───── Dataset records

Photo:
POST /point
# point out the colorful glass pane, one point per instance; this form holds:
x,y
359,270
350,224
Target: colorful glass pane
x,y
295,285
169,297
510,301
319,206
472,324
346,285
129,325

──────────

Repeat every one of the stored dataset items above, line for line, without changing anything.

Photo:
POST /point
# point out the colorful glass pane, one point per instance; this form holds:
x,y
359,270
350,224
Target: colorful glass pane
x,y
295,285
169,297
510,301
319,206
472,324
346,285
129,325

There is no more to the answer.